# START OF Extracted data

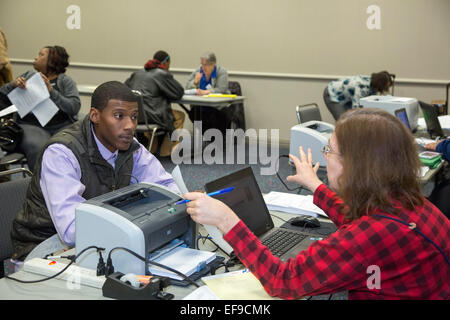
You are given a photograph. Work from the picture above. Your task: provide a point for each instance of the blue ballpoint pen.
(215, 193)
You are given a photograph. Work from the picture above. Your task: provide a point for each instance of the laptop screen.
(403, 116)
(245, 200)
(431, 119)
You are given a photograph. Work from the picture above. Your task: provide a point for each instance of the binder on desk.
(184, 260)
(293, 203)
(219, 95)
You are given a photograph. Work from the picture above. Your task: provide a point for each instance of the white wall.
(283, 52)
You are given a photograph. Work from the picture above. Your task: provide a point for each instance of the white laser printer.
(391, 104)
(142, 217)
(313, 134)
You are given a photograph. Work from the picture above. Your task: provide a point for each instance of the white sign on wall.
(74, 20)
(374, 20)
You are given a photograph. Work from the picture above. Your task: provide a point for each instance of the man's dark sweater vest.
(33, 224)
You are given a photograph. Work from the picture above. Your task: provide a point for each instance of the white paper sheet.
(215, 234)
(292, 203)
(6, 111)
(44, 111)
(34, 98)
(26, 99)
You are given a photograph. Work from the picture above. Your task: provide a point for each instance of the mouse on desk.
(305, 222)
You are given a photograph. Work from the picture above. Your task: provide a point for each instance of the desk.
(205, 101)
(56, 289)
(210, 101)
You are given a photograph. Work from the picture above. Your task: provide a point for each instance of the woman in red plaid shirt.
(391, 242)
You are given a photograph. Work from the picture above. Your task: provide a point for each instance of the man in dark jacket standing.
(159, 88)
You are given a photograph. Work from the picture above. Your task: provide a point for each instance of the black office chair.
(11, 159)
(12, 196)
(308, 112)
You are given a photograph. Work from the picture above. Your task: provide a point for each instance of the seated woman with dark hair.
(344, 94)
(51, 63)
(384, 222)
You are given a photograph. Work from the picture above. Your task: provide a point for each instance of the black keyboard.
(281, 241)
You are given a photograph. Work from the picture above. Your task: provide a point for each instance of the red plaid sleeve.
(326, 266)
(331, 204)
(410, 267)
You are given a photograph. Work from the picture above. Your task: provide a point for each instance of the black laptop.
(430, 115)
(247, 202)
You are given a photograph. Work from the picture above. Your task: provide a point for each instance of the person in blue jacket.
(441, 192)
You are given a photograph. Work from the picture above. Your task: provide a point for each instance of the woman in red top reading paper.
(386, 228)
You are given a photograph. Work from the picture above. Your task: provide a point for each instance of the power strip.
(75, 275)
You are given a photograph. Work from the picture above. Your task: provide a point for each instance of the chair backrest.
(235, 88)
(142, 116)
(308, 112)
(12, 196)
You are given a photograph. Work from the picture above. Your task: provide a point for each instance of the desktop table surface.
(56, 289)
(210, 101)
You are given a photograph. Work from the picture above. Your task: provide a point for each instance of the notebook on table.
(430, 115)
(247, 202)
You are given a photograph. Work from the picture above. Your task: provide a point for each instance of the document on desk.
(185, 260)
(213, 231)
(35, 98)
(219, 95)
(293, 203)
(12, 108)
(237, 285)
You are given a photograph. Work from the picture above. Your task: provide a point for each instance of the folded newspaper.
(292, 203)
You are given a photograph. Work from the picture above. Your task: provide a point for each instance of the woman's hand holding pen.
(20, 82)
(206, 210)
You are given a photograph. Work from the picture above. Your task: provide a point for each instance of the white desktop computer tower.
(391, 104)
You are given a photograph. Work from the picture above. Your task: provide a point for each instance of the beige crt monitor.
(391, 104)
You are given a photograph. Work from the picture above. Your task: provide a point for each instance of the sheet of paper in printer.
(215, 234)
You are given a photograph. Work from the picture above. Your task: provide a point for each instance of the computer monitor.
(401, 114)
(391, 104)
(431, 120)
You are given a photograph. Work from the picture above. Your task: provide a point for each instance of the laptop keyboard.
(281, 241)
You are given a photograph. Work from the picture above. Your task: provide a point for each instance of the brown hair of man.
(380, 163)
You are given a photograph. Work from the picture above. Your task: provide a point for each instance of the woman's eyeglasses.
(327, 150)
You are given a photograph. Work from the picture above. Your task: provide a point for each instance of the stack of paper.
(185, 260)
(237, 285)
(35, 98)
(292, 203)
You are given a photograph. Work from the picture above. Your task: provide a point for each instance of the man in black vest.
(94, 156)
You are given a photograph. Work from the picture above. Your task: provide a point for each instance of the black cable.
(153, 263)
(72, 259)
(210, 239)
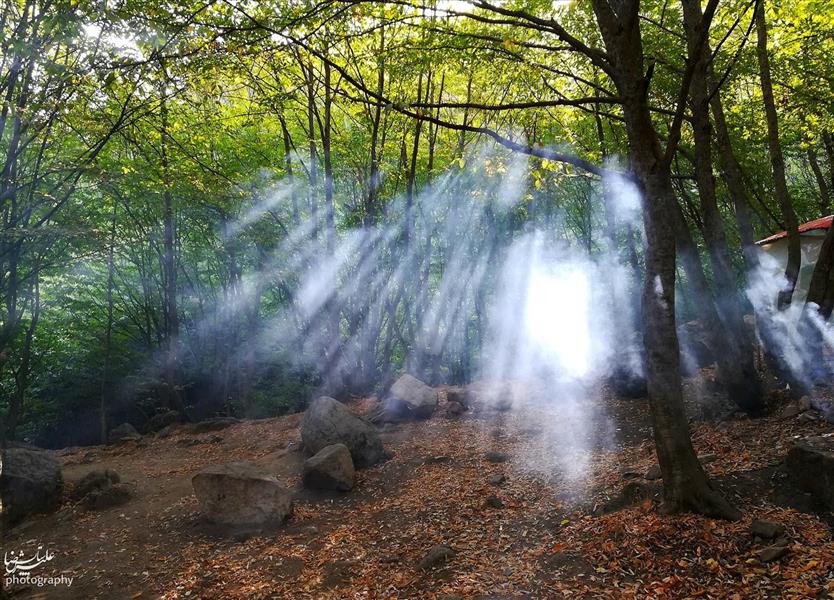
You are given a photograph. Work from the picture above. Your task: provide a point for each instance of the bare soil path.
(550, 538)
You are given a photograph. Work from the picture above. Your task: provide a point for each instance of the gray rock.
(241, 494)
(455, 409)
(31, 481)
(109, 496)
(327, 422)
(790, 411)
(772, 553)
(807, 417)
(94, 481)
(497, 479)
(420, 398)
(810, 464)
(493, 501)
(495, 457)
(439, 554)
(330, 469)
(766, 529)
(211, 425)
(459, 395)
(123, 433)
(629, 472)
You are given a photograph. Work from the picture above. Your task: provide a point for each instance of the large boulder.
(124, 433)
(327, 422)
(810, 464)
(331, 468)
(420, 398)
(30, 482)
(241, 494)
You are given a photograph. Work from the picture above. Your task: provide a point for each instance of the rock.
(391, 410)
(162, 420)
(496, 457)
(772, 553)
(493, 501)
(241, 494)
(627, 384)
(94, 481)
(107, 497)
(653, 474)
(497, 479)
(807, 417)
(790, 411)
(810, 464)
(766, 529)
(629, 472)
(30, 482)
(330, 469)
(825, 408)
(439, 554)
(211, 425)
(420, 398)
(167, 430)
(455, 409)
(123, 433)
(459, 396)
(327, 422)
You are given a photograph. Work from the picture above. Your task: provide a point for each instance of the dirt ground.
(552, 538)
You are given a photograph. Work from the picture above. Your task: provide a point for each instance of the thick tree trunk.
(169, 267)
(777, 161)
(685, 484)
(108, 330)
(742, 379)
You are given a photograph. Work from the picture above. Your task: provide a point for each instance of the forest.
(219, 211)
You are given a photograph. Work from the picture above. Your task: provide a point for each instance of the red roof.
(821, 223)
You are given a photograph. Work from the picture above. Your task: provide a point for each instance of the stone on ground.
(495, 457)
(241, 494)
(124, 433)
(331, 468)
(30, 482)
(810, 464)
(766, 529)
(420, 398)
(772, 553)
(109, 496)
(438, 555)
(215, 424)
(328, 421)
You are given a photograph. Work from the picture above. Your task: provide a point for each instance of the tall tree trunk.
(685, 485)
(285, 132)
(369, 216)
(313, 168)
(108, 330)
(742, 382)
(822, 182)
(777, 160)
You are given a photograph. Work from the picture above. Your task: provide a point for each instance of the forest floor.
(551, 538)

# END OF Extracted data

■ **Aim**
Each entry above is to be written out again unchanged, apart from the pictures, which are left out.

■ **Task result**
You are given a photograph. Work from the picture above. Your task: provide a point for each instance of the blue ballpoint pen.
(215, 193)
You are given a photograph. Work from the picture above. Your task: provide a point for each instance of the laptop screen.
(403, 116)
(245, 200)
(431, 119)
You are given a photograph. Work from the picture above. Your task: provide a point for each instance of the binder on desk.
(184, 260)
(293, 203)
(219, 95)
You are given a photograph. Work from the picture above. Your task: provide a point for each instance of the white wall.
(283, 52)
You are given a photograph. Work from the picture above. Your task: provide a point for each instance of the white laser printer.
(391, 104)
(142, 217)
(313, 134)
You are given a photograph. Work from the picture above. Your task: provide a point for each instance of the white sign on wall.
(74, 20)
(374, 20)
You are given a photograph. Work from the picture above. Your task: provide a point for each instance of the man's dark sweater vest.
(33, 224)
You are given a photograph. Work from the picture above. Your task: provide a point for each instance of the white paper sheet.
(215, 234)
(292, 203)
(6, 111)
(44, 111)
(34, 98)
(26, 99)
You are given a photograph. Work from the picture above. Your task: provide a point for each instance of the mouse on desk.
(305, 222)
You are given a photograph. Work from the picture above. Your task: provide a point for each instance of the desk.
(205, 101)
(56, 289)
(210, 101)
You are given a photograph. Work from the picture above. Your task: provide a point for each instance of the woman in red plaid shirt.
(391, 242)
You are given a photograph. Work from the picture above. Your task: provide a point for each instance of the man in dark jacket standing.
(159, 88)
You are given a photograph. Work from the picture above. Your task: provide a point for each instance of the black office chair.
(11, 159)
(12, 196)
(308, 112)
You are given a photograph. Work from the picture above. Your task: provide a point for each instance of the seated woman with dark hair.
(344, 94)
(51, 63)
(384, 222)
You are given a photograph. Work from the picture above. Your task: provide a point for each instance of the black keyboard.
(281, 241)
You are given a photograph. Work from the picture above. Your task: provide a point for each instance of the red plaid sleeve.
(326, 266)
(331, 204)
(410, 267)
You are given a photograph. Work from the picture above. Your task: provide a point for each instance of the black laptop.
(430, 115)
(247, 202)
You are given a photograph. Work from the picture above. Your task: provide a point for each instance of the person in blue jacket.
(441, 192)
You are given a photograph. Work from the picture above. Your task: provide a point for each instance of the woman in red top reading paper.
(386, 228)
You are given a photograph. Work from the picture above. Your task: provide a point for each instance of the power strip.
(75, 275)
You are given a photograph. Work from the picture above. Your task: provide a point for each instance of the chair backrest.
(235, 88)
(142, 116)
(308, 112)
(12, 196)
You are given a photograph. Work from the picture above. Your task: provide a point for each instance of the desktop table surface.
(56, 289)
(210, 101)
You are given a photograph. Work from the picture above. Your task: provide a point for each instance of the notebook on table.
(430, 115)
(247, 202)
You are given a photograph. Work from the picture above. Your task: provide a point for each instance of the document on desk.
(185, 260)
(213, 231)
(35, 98)
(219, 95)
(293, 203)
(12, 108)
(237, 285)
You are given a photograph. Work from the picture above. Your task: provide a point for each instance of the folded newspaper.
(292, 203)
You are given a photograph. Work from the picture above. Your task: provide a point for each instance of the woman's hand holding pen.
(20, 82)
(206, 210)
You are given a photograph. Work from the picture above. Your task: provide a point for each instance of the white desktop computer tower.
(391, 104)
You are given a photograph. Work from the picture above. Your task: provide a point for each instance of the beige crt monitor.
(391, 104)
You are given a photograph. Work from the picture above. Your task: provide a point for each instance of the sheet of paper in printer.
(215, 234)
You are given a photograph. Work from the picture above. Your task: provide a point for each instance of the computer monitor.
(401, 114)
(391, 104)
(431, 120)
You are given a photograph. Work from the picture above. Your task: provide a point for each instance of the laptop keyboard.
(281, 241)
You are given a photograph. Work from the picture above. Your task: provide a point for each instance of the brown hair of man.
(380, 163)
You are given a photograph. Work from the picture above. Your task: provide a point for each instance of the woman's eyeglasses.
(327, 150)
You are given a photograph. Work from the picture above. Your task: provide a point for each instance of the stack of paper.
(185, 260)
(237, 285)
(35, 98)
(292, 203)
You are given a photograph. Work from the picture above. Your task: provide a point for each instance of the man in black vest.
(94, 156)
You are given a photograph. Work from the picture above. Your task: provide a point for each instance of the black cable.
(153, 263)
(72, 259)
(210, 239)
You are given a photograph. Work from the picture above. Your task: provide a point for each instance of the bare soil path.
(550, 538)
You are given a photograph. Work from the picture above. Your task: provide a point for each instance of the gray rock.
(241, 494)
(455, 409)
(31, 481)
(109, 496)
(327, 422)
(790, 411)
(772, 553)
(807, 417)
(94, 481)
(497, 479)
(420, 398)
(810, 464)
(493, 501)
(495, 457)
(439, 554)
(330, 469)
(766, 529)
(211, 425)
(459, 395)
(123, 433)
(629, 472)
You are given a photograph. Work from the picture above. Your task: provide a point for each instance of the large boulder.
(124, 433)
(327, 422)
(810, 464)
(331, 468)
(420, 398)
(30, 482)
(241, 494)
You are given a photograph. Work from the picture above. Your task: provide a point for each instance of the rock.
(391, 410)
(162, 420)
(496, 457)
(772, 553)
(493, 501)
(241, 494)
(627, 384)
(94, 481)
(107, 497)
(653, 474)
(497, 479)
(807, 417)
(790, 411)
(810, 464)
(766, 529)
(629, 472)
(30, 482)
(330, 469)
(825, 408)
(439, 554)
(211, 425)
(420, 398)
(167, 430)
(455, 409)
(123, 433)
(459, 396)
(327, 422)
You are given a photograph. Work from the picture above. Your task: provide a point for each instance of the dirt ground.
(552, 538)
You are given a photograph. Work from the picture above. Your task: provide a point for each instance of the thick tree trunk.
(169, 267)
(777, 161)
(685, 484)
(108, 330)
(742, 379)
You are given a photograph. Work from the picture above. Your task: provide a point for each instance of the forest.
(219, 211)
You are given a photograph. Work from the picture above. Your task: provide a point for each instance of the red roof.
(821, 223)
You are given a photograph. Work from the picture above. Your task: provide a point for each instance of the stone on ground.
(495, 457)
(241, 494)
(124, 433)
(331, 468)
(30, 482)
(810, 464)
(766, 529)
(420, 398)
(772, 553)
(109, 496)
(438, 555)
(215, 424)
(328, 421)
You are given a photograph. Work from the picture above. Your task: provide a point for each instance of the tall tree trunk.
(685, 485)
(285, 132)
(369, 216)
(313, 168)
(108, 330)
(742, 382)
(822, 182)
(777, 160)
You are given a photograph. Work from the picture above. Your task: provide a point for each instance of the forest floor.
(551, 538)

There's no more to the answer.